EXERCISE: Set the records down again, exactly, without their images.
--*--
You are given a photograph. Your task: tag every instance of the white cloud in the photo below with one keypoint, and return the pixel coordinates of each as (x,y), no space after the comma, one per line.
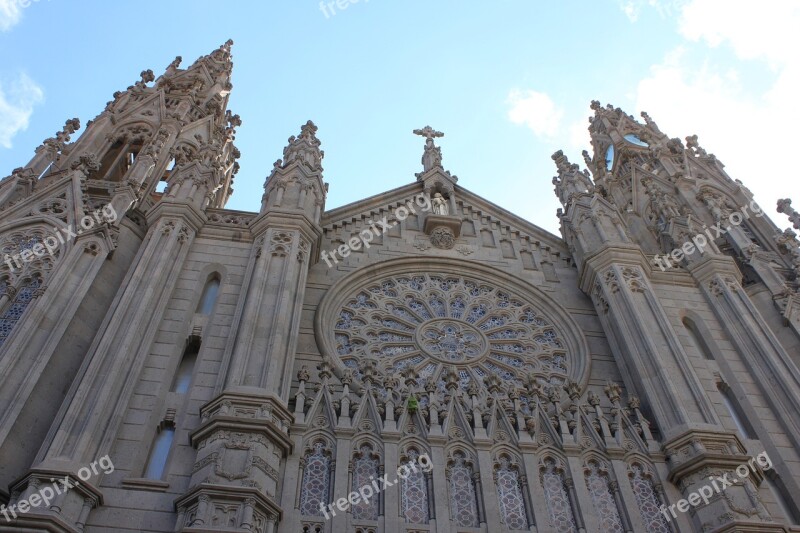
(536,110)
(10,14)
(18,97)
(751,129)
(633,8)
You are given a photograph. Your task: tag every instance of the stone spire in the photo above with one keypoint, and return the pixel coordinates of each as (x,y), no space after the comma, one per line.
(571,181)
(295,182)
(785,206)
(304,148)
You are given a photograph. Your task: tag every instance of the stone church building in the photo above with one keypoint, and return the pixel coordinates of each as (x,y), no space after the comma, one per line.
(183,367)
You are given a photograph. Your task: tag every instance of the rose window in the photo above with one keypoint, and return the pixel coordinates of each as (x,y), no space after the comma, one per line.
(434,322)
(450,340)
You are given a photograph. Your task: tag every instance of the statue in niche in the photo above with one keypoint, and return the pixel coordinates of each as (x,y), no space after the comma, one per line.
(439,204)
(432,158)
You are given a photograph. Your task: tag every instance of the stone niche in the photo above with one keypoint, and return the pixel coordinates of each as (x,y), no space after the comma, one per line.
(443,230)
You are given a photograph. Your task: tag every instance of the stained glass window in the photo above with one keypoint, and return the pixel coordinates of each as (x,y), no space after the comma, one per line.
(365,470)
(509,494)
(558,505)
(414,494)
(605,506)
(433,323)
(647,500)
(463,503)
(18,305)
(316,481)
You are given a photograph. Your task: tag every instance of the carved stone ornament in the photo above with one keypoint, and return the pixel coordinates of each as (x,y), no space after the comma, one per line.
(442,237)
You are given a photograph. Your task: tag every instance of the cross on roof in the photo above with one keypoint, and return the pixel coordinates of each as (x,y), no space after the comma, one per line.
(428,132)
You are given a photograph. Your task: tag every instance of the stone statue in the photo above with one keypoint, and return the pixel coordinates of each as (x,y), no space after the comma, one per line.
(439,204)
(432,157)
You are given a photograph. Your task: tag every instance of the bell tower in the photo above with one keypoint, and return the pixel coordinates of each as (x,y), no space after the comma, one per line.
(175,129)
(651,198)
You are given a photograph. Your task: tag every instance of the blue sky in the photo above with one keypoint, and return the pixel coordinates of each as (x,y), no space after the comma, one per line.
(508,81)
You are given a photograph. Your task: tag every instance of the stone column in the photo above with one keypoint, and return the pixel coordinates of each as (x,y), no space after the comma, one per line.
(88,424)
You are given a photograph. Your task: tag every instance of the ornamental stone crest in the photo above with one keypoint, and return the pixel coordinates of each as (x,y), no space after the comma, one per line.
(442,237)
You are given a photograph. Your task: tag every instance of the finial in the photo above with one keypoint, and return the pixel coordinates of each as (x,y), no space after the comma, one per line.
(428,132)
(785,206)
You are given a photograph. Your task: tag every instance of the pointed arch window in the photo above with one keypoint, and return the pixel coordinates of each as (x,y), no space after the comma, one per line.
(463,501)
(209,297)
(697,339)
(739,419)
(157,462)
(365,471)
(559,508)
(23,298)
(316,485)
(183,376)
(414,493)
(510,495)
(647,500)
(603,501)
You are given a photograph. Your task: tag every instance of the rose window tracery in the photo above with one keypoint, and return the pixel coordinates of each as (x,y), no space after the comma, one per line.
(434,322)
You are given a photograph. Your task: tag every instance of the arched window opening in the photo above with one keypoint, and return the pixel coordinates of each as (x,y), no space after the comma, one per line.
(365,470)
(11,316)
(316,481)
(559,508)
(697,339)
(509,495)
(648,502)
(183,376)
(159,453)
(739,419)
(117,160)
(463,501)
(414,493)
(209,297)
(605,506)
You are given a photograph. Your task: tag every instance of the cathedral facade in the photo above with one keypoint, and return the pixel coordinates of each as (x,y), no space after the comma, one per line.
(417,361)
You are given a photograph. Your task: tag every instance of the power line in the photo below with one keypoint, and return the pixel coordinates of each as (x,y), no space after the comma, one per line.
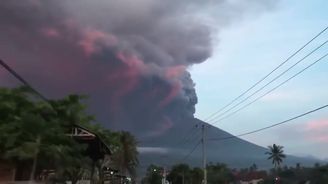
--*--
RESPONSE:
You are given a photograph. Your task: tag every instance of the white cloud in the photo below with one keypoint, and return the pixel coordinates of each as (x,y), no space after the comma, one per line.
(536,110)
(10,14)
(18,97)
(751,129)
(633,8)
You are given a photograph. Your task: tag every instance of the stone spire in the photo above with one keypoint, and return the pixel coordinates of each as (x,y), no space after the comma, one per line.
(571,181)
(295,182)
(785,206)
(304,148)
You are given a photograph. Your task: tag every instance of the stone church building in the photo above with one keypoint, and return the pixel coordinates of each as (x,y), no space after the comma, one per line.
(183,367)
You are given a photograph. Your task: tag every instance of the rose window in the photo above with one keypoint, and return the pixel coordinates of each as (x,y), no space after the comma, one per line.
(434,322)
(450,340)
You are given a photograph. Your task: tag every instance of the statue in niche in the photo above with one keypoint, and return the pixel coordinates of each as (x,y), no space after the comma, one per line.
(439,204)
(432,158)
You are given a photograph. Your task: tag every instance of the stone niche in the photo above with one keypoint, and return the pixel coordinates of each as (x,y), no space after the comma, one per line.
(443,230)
You are given a photograph. Your task: tag every instance of the stained glass window in the photo above with one keypoint, and return the pixel coordinates of each as (x,y), no space after the comma, one per line.
(365,470)
(509,494)
(558,505)
(414,494)
(605,506)
(433,323)
(647,500)
(463,503)
(18,305)
(316,481)
You are given a photograph. Your task: tag every instance of the carved stone ornament in the photo above with one keypoint, and return the pixel coordinates of each as (x,y), no space after the comma, one per line.
(442,237)
You are given a photograph. Your task: tag every instance of the cross on roof in the photo above with one keypoint, and return the pixel coordinates of each as (x,y), no space after the comma, one per line.
(428,132)
You are given a photograph. Your task: tag every instance of the stone statue in the photo above with one keypoint, and return the pixel coordinates of each as (x,y), no space after the comma, one per line.
(439,204)
(432,157)
You are given a photograph. Your task: tag every instance of the bell tower in the photo above with one keypoint, and return the pixel coordinates of each as (x,y), no space after the comma, one per line.
(175,129)
(651,198)
You are given a photograph. Your task: tag every instance of the blue sky in the photo above with one keypoint, and return the pixel coordinates of each as (x,y), no space after the comma, one per line.
(508,81)
You are given a photograph. Your task: tag every instance of the stone column in the photo above with one keypoint, and return the pixel coordinates of each as (x,y), no space after the comma, one per line.
(88,424)
You are given a photograph. Your task: tag every instance of the ornamental stone crest in the photo above with one keypoint, and return the pixel coordinates of each as (x,y), no space after the comma, one per line.
(442,237)
You are given a photograph. Your task: tag every instance of the finial in the photo above with one keypoint, and return the pixel coordinates of each as (x,y), no space after the comma, one per line.
(428,132)
(785,206)
You are given a photograph. Your task: tag every instance of the pointed arch window in the photo above with one keypoint, and return the pixel coordinates of each as (x,y), no space after the comma, one per line.
(463,501)
(209,297)
(697,339)
(739,419)
(157,462)
(365,471)
(559,508)
(23,298)
(316,485)
(183,376)
(414,493)
(510,495)
(647,500)
(603,501)
You are given a photograph. Your task: tag every instance of the rose window tracery in the photo above with one keypoint, and return the pixel coordinates of each as (x,y), no space after the comma, one per line.
(434,322)
You are given a photograph. Your task: tag every instance of the arched window opening in the photo above with one keypoint, and return the pixel coordinates of each as (x,y), no space after the comma, one per line.
(365,470)
(11,316)
(316,481)
(559,508)
(697,339)
(509,495)
(648,502)
(183,376)
(159,453)
(739,419)
(117,160)
(463,501)
(414,493)
(209,297)
(605,506)
You are given a photograph. Your task: tag every instance of the cathedral facade in the photo above with one keypoint, and return the pixel coordinates of each as (x,y), no space after the comma, one per line.
(417,361)
You are given a photograph. Your task: tag every instance of the power line in the photo below with one keypoint, and return the pixel coordinates of each as (x,y), no space after the comma, one per line.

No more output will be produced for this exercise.